[Image boundary annotation data]
━━━

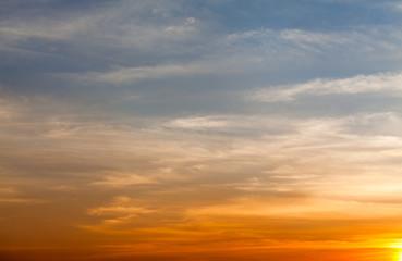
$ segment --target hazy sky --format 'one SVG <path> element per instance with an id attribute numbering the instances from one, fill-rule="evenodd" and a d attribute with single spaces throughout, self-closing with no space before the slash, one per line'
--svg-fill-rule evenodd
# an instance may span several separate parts
<path id="1" fill-rule="evenodd" d="M 400 261 L 399 0 L 0 1 L 0 259 Z"/>

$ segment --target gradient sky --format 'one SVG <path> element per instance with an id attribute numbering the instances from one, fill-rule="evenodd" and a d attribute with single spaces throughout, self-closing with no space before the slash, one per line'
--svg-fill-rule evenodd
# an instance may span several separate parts
<path id="1" fill-rule="evenodd" d="M 402 260 L 400 0 L 0 1 L 0 260 Z"/>

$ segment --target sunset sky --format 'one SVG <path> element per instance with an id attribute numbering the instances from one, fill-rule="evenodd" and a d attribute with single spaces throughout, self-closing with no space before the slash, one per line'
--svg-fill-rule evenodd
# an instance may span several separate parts
<path id="1" fill-rule="evenodd" d="M 1 261 L 402 261 L 402 1 L 1 0 Z"/>

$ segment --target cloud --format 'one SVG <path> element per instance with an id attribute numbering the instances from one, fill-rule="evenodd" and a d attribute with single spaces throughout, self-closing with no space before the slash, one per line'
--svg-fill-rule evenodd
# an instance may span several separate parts
<path id="1" fill-rule="evenodd" d="M 314 79 L 304 84 L 273 86 L 259 89 L 248 98 L 263 102 L 291 101 L 299 96 L 353 95 L 364 92 L 401 91 L 401 73 L 379 73 L 375 75 L 357 75 L 343 79 Z"/>
<path id="2" fill-rule="evenodd" d="M 132 198 L 119 196 L 107 206 L 88 209 L 87 214 L 96 216 L 113 216 L 112 219 L 102 220 L 102 223 L 106 225 L 117 225 L 130 222 L 137 215 L 154 212 L 153 210 L 134 207 L 133 204 L 135 204 L 135 201 Z"/>

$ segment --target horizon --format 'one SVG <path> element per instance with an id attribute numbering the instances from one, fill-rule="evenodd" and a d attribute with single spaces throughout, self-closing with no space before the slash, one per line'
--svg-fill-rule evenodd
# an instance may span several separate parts
<path id="1" fill-rule="evenodd" d="M 0 259 L 401 261 L 402 1 L 0 2 Z"/>

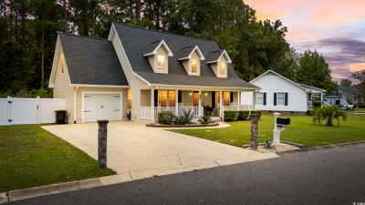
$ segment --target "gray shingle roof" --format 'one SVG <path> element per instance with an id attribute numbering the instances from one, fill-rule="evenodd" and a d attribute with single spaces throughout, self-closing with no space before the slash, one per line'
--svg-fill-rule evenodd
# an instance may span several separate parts
<path id="1" fill-rule="evenodd" d="M 72 84 L 128 86 L 110 42 L 66 34 L 59 37 Z"/>
<path id="2" fill-rule="evenodd" d="M 209 61 L 207 59 L 201 63 L 201 76 L 189 76 L 187 74 L 182 62 L 178 60 L 178 58 L 187 56 L 186 53 L 189 49 L 183 48 L 192 46 L 193 49 L 195 46 L 198 46 L 205 57 L 209 56 L 214 58 L 214 54 L 211 54 L 211 52 L 221 50 L 214 41 L 149 30 L 121 24 L 113 25 L 123 45 L 133 71 L 151 84 L 257 87 L 239 78 L 231 64 L 228 64 L 227 78 L 218 78 L 210 66 L 205 63 Z M 148 58 L 143 56 L 143 54 L 148 53 L 148 51 L 151 49 L 151 42 L 161 42 L 162 39 L 173 53 L 173 56 L 169 57 L 168 74 L 154 73 L 149 64 Z"/>

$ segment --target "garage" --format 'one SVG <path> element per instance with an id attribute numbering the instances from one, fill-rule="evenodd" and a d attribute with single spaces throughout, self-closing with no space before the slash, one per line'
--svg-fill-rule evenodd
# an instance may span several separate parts
<path id="1" fill-rule="evenodd" d="M 83 122 L 121 120 L 121 93 L 83 93 Z"/>

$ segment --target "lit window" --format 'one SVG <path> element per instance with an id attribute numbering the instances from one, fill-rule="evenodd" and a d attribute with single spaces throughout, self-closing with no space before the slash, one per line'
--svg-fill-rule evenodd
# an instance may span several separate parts
<path id="1" fill-rule="evenodd" d="M 129 89 L 127 91 L 127 101 L 128 101 L 128 108 L 131 109 L 131 90 Z"/>
<path id="2" fill-rule="evenodd" d="M 263 105 L 264 104 L 264 94 L 263 93 L 257 93 L 257 97 L 256 97 L 256 104 L 257 105 Z"/>
<path id="3" fill-rule="evenodd" d="M 157 56 L 157 70 L 158 71 L 165 70 L 165 56 L 162 55 Z"/>
<path id="4" fill-rule="evenodd" d="M 193 74 L 198 73 L 198 59 L 196 58 L 192 59 L 192 73 Z"/>
<path id="5" fill-rule="evenodd" d="M 277 105 L 284 106 L 285 104 L 285 93 L 277 93 Z"/>
<path id="6" fill-rule="evenodd" d="M 167 90 L 159 90 L 159 107 L 167 106 Z"/>
<path id="7" fill-rule="evenodd" d="M 174 90 L 169 91 L 169 106 L 175 107 L 176 102 L 176 92 Z"/>
<path id="8" fill-rule="evenodd" d="M 219 63 L 219 75 L 220 76 L 224 76 L 225 75 L 225 63 L 220 62 Z"/>
<path id="9" fill-rule="evenodd" d="M 65 72 L 65 56 L 63 54 L 61 54 L 61 71 Z"/>
<path id="10" fill-rule="evenodd" d="M 223 105 L 224 106 L 231 105 L 231 93 L 230 92 L 223 92 Z"/>

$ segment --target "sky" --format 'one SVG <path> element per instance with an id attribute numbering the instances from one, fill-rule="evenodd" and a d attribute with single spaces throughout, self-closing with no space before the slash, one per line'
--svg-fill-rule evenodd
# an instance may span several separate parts
<path id="1" fill-rule="evenodd" d="M 336 81 L 365 69 L 365 0 L 244 0 L 260 20 L 280 19 L 297 52 L 322 54 Z"/>

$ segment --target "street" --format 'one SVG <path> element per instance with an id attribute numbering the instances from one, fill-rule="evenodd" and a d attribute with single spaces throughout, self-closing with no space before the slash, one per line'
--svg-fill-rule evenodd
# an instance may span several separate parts
<path id="1" fill-rule="evenodd" d="M 365 203 L 365 144 L 35 198 L 9 204 Z"/>

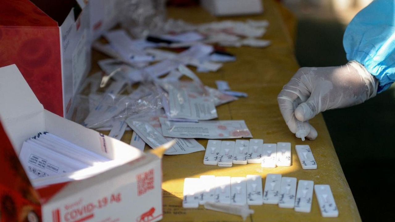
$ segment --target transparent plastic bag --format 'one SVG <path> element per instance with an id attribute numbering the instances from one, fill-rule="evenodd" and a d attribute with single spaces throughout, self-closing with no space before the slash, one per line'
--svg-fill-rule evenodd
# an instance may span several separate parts
<path id="1" fill-rule="evenodd" d="M 160 33 L 166 21 L 166 0 L 120 0 L 121 25 L 136 38 Z"/>

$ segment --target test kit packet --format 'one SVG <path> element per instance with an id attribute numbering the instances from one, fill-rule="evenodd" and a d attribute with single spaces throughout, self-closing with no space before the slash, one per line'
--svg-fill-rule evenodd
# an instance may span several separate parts
<path id="1" fill-rule="evenodd" d="M 2 221 L 162 218 L 159 157 L 44 109 L 15 65 L 0 68 L 0 199 L 13 211 L 0 206 Z M 34 187 L 18 156 L 24 141 L 40 132 L 122 163 L 83 179 Z"/>
<path id="2" fill-rule="evenodd" d="M 2 1 L 0 67 L 15 64 L 44 107 L 70 119 L 92 39 L 117 23 L 118 1 Z"/>

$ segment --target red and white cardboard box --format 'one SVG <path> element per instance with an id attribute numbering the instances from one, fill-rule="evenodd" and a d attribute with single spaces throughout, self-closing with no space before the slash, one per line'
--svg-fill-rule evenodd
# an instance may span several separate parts
<path id="1" fill-rule="evenodd" d="M 47 110 L 68 119 L 90 68 L 89 4 L 75 0 L 3 1 L 0 67 L 16 64 Z"/>
<path id="2" fill-rule="evenodd" d="M 0 68 L 0 221 L 157 221 L 161 160 L 45 109 L 15 65 Z M 123 164 L 80 180 L 34 188 L 18 157 L 47 131 Z"/>

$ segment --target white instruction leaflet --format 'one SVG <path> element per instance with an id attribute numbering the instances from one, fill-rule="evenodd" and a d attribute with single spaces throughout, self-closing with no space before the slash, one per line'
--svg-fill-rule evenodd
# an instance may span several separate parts
<path id="1" fill-rule="evenodd" d="M 157 117 L 150 117 L 150 120 L 133 118 L 132 117 L 126 120 L 128 124 L 151 147 L 154 148 L 158 145 L 175 139 L 163 136 Z M 175 140 L 176 143 L 166 151 L 165 154 L 186 154 L 205 150 L 204 147 L 195 139 L 177 138 Z"/>
<path id="2" fill-rule="evenodd" d="M 177 122 L 160 119 L 164 135 L 175 138 L 233 139 L 252 137 L 243 120 Z"/>
<path id="3" fill-rule="evenodd" d="M 214 103 L 209 98 L 188 94 L 186 90 L 180 89 L 169 90 L 170 118 L 207 120 L 218 117 Z"/>
<path id="4" fill-rule="evenodd" d="M 37 144 L 23 143 L 19 159 L 30 179 L 73 172 L 90 166 Z"/>

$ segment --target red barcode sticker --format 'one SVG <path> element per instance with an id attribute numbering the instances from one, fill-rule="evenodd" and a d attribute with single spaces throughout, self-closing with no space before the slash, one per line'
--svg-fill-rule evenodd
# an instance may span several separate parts
<path id="1" fill-rule="evenodd" d="M 137 196 L 141 196 L 154 189 L 153 169 L 138 175 L 137 177 Z"/>

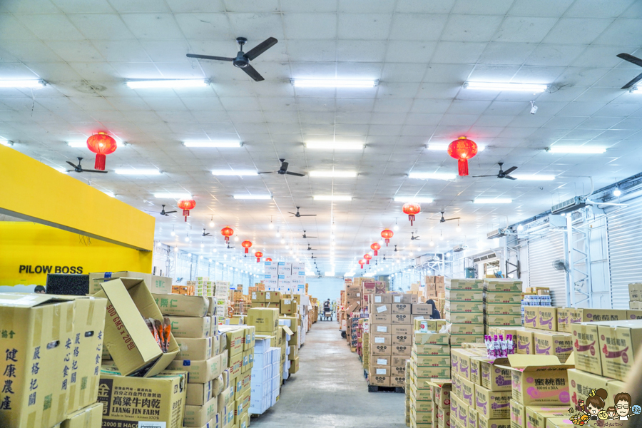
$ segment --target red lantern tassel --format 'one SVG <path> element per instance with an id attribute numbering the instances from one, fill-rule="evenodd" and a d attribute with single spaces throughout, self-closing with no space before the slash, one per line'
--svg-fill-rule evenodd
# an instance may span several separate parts
<path id="1" fill-rule="evenodd" d="M 459 160 L 457 162 L 459 168 L 459 175 L 464 177 L 468 175 L 468 159 Z"/>
<path id="2" fill-rule="evenodd" d="M 107 156 L 103 155 L 103 153 L 98 153 L 96 156 L 96 162 L 93 164 L 93 169 L 98 170 L 99 171 L 105 170 L 105 160 L 107 159 Z"/>

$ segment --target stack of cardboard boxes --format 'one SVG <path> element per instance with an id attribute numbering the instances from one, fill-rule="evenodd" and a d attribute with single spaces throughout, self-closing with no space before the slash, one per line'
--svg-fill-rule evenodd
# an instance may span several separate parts
<path id="1" fill-rule="evenodd" d="M 484 280 L 484 325 L 486 334 L 489 327 L 521 326 L 521 281 Z"/>
<path id="2" fill-rule="evenodd" d="M 445 280 L 445 318 L 452 324 L 450 345 L 484 342 L 484 282 L 477 279 Z"/>
<path id="3" fill-rule="evenodd" d="M 415 320 L 409 372 L 410 426 L 429 428 L 433 397 L 428 382 L 450 378 L 450 335 L 439 332 L 444 320 Z"/>

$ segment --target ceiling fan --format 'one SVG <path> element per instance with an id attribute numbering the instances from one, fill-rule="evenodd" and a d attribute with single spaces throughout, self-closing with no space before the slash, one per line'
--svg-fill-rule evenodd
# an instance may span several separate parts
<path id="1" fill-rule="evenodd" d="M 617 55 L 618 58 L 621 58 L 624 61 L 628 61 L 631 63 L 634 63 L 639 67 L 642 67 L 642 59 L 636 56 L 633 56 L 633 55 L 629 55 L 628 54 L 618 54 Z M 631 86 L 635 86 L 638 81 L 642 80 L 642 73 L 636 76 L 632 81 L 622 86 L 622 89 L 628 89 Z"/>
<path id="2" fill-rule="evenodd" d="M 509 180 L 517 180 L 514 177 L 511 177 L 510 173 L 517 169 L 516 166 L 511 166 L 508 168 L 505 171 L 501 170 L 501 165 L 504 165 L 504 162 L 499 162 L 497 165 L 499 165 L 499 173 L 496 175 L 471 175 L 471 177 L 496 177 L 497 178 L 508 178 Z"/>
<path id="3" fill-rule="evenodd" d="M 295 217 L 314 217 L 314 216 L 316 215 L 316 214 L 299 214 L 299 208 L 301 208 L 301 207 L 297 207 L 297 212 L 296 212 L 296 213 L 290 213 L 290 211 L 287 211 L 287 213 L 288 213 L 289 214 L 292 214 L 292 215 L 294 215 Z M 305 230 L 303 230 L 303 238 L 305 238 Z M 312 238 L 317 238 L 317 237 L 316 237 L 316 236 L 312 236 Z"/>
<path id="4" fill-rule="evenodd" d="M 453 217 L 452 218 L 444 218 L 444 213 L 445 211 L 442 211 L 442 218 L 439 219 L 439 223 L 446 223 L 447 221 L 450 221 L 451 220 L 459 220 L 462 218 L 461 217 Z"/>
<path id="5" fill-rule="evenodd" d="M 253 49 L 250 49 L 247 52 L 243 52 L 243 45 L 248 42 L 248 39 L 245 37 L 237 37 L 236 43 L 238 44 L 239 51 L 236 54 L 236 58 L 228 58 L 227 56 L 210 56 L 209 55 L 197 55 L 195 54 L 188 54 L 188 58 L 198 58 L 200 59 L 213 59 L 215 61 L 228 61 L 234 64 L 235 67 L 238 67 L 245 71 L 248 76 L 253 78 L 255 81 L 260 82 L 265 80 L 263 76 L 259 74 L 258 71 L 254 69 L 254 67 L 250 65 L 250 61 L 275 45 L 278 40 L 274 37 L 269 37 L 263 43 L 260 43 Z"/>
<path id="6" fill-rule="evenodd" d="M 71 162 L 67 160 L 67 163 L 73 167 L 73 170 L 67 170 L 68 173 L 101 173 L 103 174 L 107 173 L 107 171 L 101 171 L 99 170 L 86 170 L 81 165 L 81 162 L 82 161 L 83 158 L 76 158 L 76 159 L 78 159 L 78 165 L 73 165 Z"/>
<path id="7" fill-rule="evenodd" d="M 163 209 L 160 210 L 160 213 L 158 213 L 158 212 L 157 212 L 157 211 L 150 211 L 149 210 L 145 210 L 147 211 L 148 213 L 156 213 L 156 214 L 160 214 L 160 215 L 165 215 L 165 217 L 169 217 L 169 215 L 170 215 L 170 214 L 171 214 L 172 213 L 175 213 L 175 212 L 176 212 L 176 211 L 165 211 L 165 205 L 160 205 L 160 206 L 163 207 Z"/>
<path id="8" fill-rule="evenodd" d="M 289 163 L 285 162 L 285 159 L 279 159 L 281 161 L 281 168 L 279 168 L 277 171 L 267 171 L 265 173 L 259 173 L 259 174 L 272 174 L 272 173 L 277 173 L 284 175 L 287 174 L 288 175 L 296 175 L 297 177 L 305 177 L 305 174 L 300 174 L 299 173 L 291 173 L 287 170 L 287 165 L 290 165 Z"/>

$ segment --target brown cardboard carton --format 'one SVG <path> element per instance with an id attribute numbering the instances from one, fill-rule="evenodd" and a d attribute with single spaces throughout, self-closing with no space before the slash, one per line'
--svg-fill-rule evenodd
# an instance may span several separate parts
<path id="1" fill-rule="evenodd" d="M 223 370 L 220 355 L 205 360 L 175 360 L 168 368 L 170 370 L 187 372 L 188 382 L 198 384 L 203 384 L 218 377 Z"/>
<path id="2" fill-rule="evenodd" d="M 109 300 L 103 345 L 121 373 L 150 377 L 165 370 L 178 354 L 178 344 L 170 333 L 168 351 L 163 353 L 145 323 L 147 318 L 163 320 L 145 281 L 121 277 L 100 286 L 102 291 L 94 297 Z"/>
<path id="3" fill-rule="evenodd" d="M 554 355 L 508 356 L 513 399 L 524 404 L 567 405 L 571 402 L 566 370 Z"/>
<path id="4" fill-rule="evenodd" d="M 223 377 L 222 374 L 219 376 Z M 189 406 L 203 406 L 212 398 L 217 397 L 218 394 L 214 394 L 213 382 L 213 380 L 210 380 L 202 384 L 188 383 L 185 388 L 185 404 Z M 223 389 L 219 391 L 219 394 L 221 392 Z"/>
<path id="5" fill-rule="evenodd" d="M 163 315 L 181 317 L 205 317 L 210 308 L 210 301 L 203 296 L 152 294 Z"/>
<path id="6" fill-rule="evenodd" d="M 162 371 L 153 377 L 122 376 L 116 367 L 103 366 L 98 387 L 98 402 L 103 408 L 103 428 L 114 424 L 138 426 L 140 422 L 164 423 L 165 428 L 183 427 L 187 373 Z M 124 406 L 123 394 L 128 391 L 131 406 Z M 156 395 L 153 406 L 148 394 Z"/>
<path id="7" fill-rule="evenodd" d="M 62 422 L 71 373 L 61 368 L 70 352 L 66 345 L 75 337 L 73 302 L 51 295 L 0 293 L 0 426 L 49 428 Z"/>
<path id="8" fill-rule="evenodd" d="M 211 317 L 167 316 L 172 323 L 172 334 L 176 337 L 203 338 L 210 335 L 212 330 Z"/>
<path id="9" fill-rule="evenodd" d="M 60 428 L 101 428 L 103 422 L 103 404 L 93 403 L 69 414 Z"/>
<path id="10" fill-rule="evenodd" d="M 642 320 L 600 322 L 598 324 L 602 375 L 626 380 L 642 343 Z"/>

━━━

• _DIRECTIVE_
Can you retype the entries that begin at the line containing "segment --target test" and stop after the line containing "0 221 L 157"?

• _EXERCISE ANSWER_
$ segment --target test kit packet --format 'one SVG <path> element per instance with an id attribute numbering the instances from one, fill-rule="evenodd" and a d attribute with single spaces throughout, self-closing with no space before the slash, one per line'
--svg-fill-rule evenodd
# an instance may span several separate parts
<path id="1" fill-rule="evenodd" d="M 2 221 L 162 218 L 159 157 L 44 109 L 15 65 L 0 68 L 0 199 L 13 211 L 0 206 Z M 34 187 L 18 156 L 24 141 L 40 132 L 122 163 L 83 179 Z"/>
<path id="2" fill-rule="evenodd" d="M 2 1 L 0 67 L 15 64 L 44 107 L 70 119 L 92 39 L 117 23 L 118 1 Z"/>

$ segment --target red and white cardboard box --format 'one SVG <path> element per instance with an id attribute numbering the instances from one, fill-rule="evenodd" and a d attribute with single spaces throughout, self-closing with no space before the slash, one per line'
--svg-fill-rule evenodd
# an instance may span several separate parts
<path id="1" fill-rule="evenodd" d="M 47 110 L 68 119 L 90 68 L 89 4 L 75 0 L 3 1 L 0 67 L 16 64 Z"/>
<path id="2" fill-rule="evenodd" d="M 0 68 L 0 221 L 157 221 L 161 160 L 45 109 L 15 65 Z M 123 164 L 80 180 L 34 188 L 18 157 L 47 131 Z"/>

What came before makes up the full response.